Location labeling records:
────
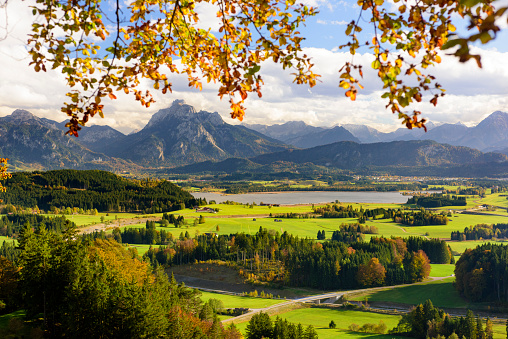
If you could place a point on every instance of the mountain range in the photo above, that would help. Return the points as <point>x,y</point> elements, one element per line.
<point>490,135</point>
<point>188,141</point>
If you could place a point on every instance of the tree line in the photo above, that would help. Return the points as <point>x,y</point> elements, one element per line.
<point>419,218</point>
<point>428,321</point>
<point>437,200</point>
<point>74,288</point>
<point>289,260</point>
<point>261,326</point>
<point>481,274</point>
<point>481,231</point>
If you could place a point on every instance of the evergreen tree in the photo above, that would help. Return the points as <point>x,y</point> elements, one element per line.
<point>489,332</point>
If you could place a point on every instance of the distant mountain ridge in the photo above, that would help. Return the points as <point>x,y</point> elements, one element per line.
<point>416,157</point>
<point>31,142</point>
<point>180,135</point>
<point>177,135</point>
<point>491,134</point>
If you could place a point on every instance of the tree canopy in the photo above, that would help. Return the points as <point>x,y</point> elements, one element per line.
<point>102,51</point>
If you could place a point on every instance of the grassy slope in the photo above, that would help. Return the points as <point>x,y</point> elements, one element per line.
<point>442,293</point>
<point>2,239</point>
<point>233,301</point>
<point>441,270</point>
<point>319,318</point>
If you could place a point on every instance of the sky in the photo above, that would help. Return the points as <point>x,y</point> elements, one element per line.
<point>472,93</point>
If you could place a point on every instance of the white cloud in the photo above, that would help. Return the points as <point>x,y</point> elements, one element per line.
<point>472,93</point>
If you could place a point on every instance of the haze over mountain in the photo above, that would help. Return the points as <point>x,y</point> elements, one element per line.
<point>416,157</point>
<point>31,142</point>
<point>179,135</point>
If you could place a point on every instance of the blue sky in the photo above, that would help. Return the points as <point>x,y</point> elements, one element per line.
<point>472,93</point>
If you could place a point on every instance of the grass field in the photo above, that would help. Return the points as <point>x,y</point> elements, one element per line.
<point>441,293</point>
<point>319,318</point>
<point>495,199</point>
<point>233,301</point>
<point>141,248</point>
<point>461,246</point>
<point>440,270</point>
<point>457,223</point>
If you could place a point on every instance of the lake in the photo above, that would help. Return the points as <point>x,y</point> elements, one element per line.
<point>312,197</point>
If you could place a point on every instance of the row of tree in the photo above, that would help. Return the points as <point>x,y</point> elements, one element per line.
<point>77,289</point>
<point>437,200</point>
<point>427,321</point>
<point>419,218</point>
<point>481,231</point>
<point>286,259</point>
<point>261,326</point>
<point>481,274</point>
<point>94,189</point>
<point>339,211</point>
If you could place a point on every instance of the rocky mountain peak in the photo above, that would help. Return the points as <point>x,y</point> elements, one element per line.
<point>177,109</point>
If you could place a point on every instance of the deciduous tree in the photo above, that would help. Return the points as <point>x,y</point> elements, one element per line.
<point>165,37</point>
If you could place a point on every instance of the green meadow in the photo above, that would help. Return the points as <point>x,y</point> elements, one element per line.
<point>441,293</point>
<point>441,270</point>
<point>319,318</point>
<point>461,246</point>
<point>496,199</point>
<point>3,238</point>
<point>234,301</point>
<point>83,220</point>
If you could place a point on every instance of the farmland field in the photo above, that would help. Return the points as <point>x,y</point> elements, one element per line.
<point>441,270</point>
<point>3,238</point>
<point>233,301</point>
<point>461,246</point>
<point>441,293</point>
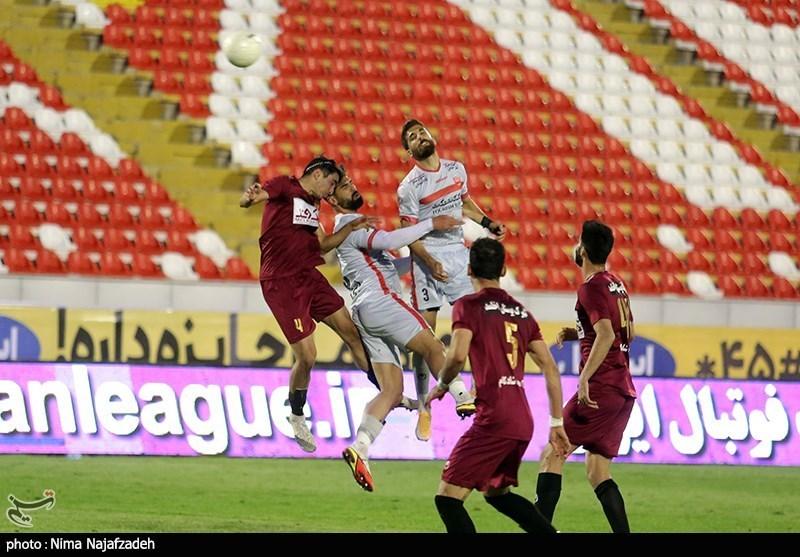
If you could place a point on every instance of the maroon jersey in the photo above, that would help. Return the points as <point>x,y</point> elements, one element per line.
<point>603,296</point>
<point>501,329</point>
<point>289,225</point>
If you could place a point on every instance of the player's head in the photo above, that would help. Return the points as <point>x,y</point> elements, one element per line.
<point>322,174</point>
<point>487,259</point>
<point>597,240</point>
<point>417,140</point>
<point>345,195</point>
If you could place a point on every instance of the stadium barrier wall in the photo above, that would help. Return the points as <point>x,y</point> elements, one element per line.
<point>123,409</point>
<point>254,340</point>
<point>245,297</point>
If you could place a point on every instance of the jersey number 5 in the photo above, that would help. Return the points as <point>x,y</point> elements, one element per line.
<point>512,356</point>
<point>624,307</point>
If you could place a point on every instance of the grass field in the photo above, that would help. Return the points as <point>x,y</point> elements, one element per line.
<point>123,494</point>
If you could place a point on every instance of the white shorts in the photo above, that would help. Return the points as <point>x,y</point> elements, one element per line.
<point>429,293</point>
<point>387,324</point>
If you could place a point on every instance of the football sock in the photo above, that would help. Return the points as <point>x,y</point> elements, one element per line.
────
What to work on
Copy out the stretch of entries from the line containing "row of tree" through the line containing "<point>177,109</point>", keeping every line, and add 23 to each coordinate in the answer points.

In response
If you could place a point on every instance of the row of tree in the photo above, that would help. Return the points as <point>x,y</point> elements, one element per line.
<point>100,312</point>
<point>460,223</point>
<point>450,344</point>
<point>442,241</point>
<point>504,254</point>
<point>309,282</point>
<point>284,349</point>
<point>504,297</point>
<point>117,212</point>
<point>362,234</point>
If you could place a point on every instance of the rocky mountain peak in the photo above, that would help. Return the points as <point>x,y</point> elements, one element per line.
<point>200,132</point>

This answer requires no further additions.